§ **WRITTEN INSTRUCTION**:
Please copy each of the following lines word for word, changing nothing.

§ **GIVEN ENTRIES**:
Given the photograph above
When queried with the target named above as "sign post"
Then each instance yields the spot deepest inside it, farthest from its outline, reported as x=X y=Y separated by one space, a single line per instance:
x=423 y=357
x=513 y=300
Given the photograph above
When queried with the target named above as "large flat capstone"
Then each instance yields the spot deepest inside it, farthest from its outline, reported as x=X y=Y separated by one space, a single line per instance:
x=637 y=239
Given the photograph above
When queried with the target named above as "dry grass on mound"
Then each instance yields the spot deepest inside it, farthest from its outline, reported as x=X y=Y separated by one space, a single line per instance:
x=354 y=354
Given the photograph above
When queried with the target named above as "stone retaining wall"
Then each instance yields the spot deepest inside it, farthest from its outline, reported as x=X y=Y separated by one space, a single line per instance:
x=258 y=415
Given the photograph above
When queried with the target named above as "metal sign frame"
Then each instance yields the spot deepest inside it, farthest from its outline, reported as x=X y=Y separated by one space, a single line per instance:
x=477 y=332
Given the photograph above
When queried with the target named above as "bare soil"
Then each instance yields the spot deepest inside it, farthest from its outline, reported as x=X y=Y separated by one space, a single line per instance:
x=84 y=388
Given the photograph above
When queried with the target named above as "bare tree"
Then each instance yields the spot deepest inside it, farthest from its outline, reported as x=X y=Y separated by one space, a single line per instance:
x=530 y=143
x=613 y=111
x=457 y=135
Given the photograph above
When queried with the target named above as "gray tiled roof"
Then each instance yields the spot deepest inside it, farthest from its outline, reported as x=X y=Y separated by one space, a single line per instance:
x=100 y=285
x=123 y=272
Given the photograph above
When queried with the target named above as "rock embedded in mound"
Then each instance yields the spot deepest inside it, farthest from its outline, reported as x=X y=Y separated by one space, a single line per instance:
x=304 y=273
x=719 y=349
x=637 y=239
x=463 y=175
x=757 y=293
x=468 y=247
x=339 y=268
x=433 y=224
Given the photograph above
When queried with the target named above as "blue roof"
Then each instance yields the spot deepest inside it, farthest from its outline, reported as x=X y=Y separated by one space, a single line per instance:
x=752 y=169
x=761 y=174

§ **FINAL RESULT**:
Given the photograph above
When queried with the target named above as "sign post"
Then each instance yields the spot deepest inside it, farthest from its outline, reported as x=X y=Y separated by one space, a single line per instance:
x=423 y=357
x=513 y=300
Given the photograph above
When queried with the target named above as "large flat capstone"
Then each instance yields the spot deepest inside it, farthest from its outline, reported as x=X y=Y separated by one space, a single line per instance:
x=637 y=239
Given the photograph above
When queried with the target named above as "dry grass on mound"
Then each instance yields the spot deepest inside it, farthest from its outline, reported as x=X y=Y separated by one space, a single line per instance:
x=354 y=354
Given the photograph above
When queried with the target named above as "stone retaining wall"
Then each instance yields the spot deepest inside it, farthest from its outline, reported as x=X y=Y separated by one space, a single line per instance:
x=258 y=415
Given the photograph above
When queried with the target named above as "metal sign frame"
Then each instance yields the spot deepest inside it, farthest from its outline, reported as x=X y=Y separated by one space, a single line per instance:
x=477 y=332
Given the photograph above
When queried with the target named above as "bare soil"
Then each instance yields the spot deepest inside it, farthest from its outline, reported as x=X y=Y separated by one space, a single line per instance:
x=84 y=388
Given the photograph above
When queried with the target named above as "bare tree"
Then each instance yields the spot deepest inside it, farthest from its outline, reported as x=X y=Y separated by one space, a single line per instance:
x=530 y=143
x=613 y=111
x=457 y=135
Given the photograph above
When queried with the target named above as "gray tiled roof"
Then each instance yields the spot deepest inside it, farthest from its outline, reported as x=X y=Y separated by one space, a single line per instance:
x=100 y=285
x=123 y=272
Given the photograph above
When queried with the target named above as "rock embedded in mound"
Then each instance yields the spot deepest inside it, farthest from its outline, reported as x=X y=Y separated by one space, a single line per instance:
x=304 y=273
x=719 y=349
x=637 y=239
x=463 y=175
x=757 y=293
x=468 y=247
x=339 y=268
x=433 y=224
Given the photograph above
When queried with the target named above as "blue roof"
Then each instance yields the spot deepest inside it, farthest from its outline, reported as x=X y=Y separated by one space, a single line per instance:
x=752 y=169
x=761 y=174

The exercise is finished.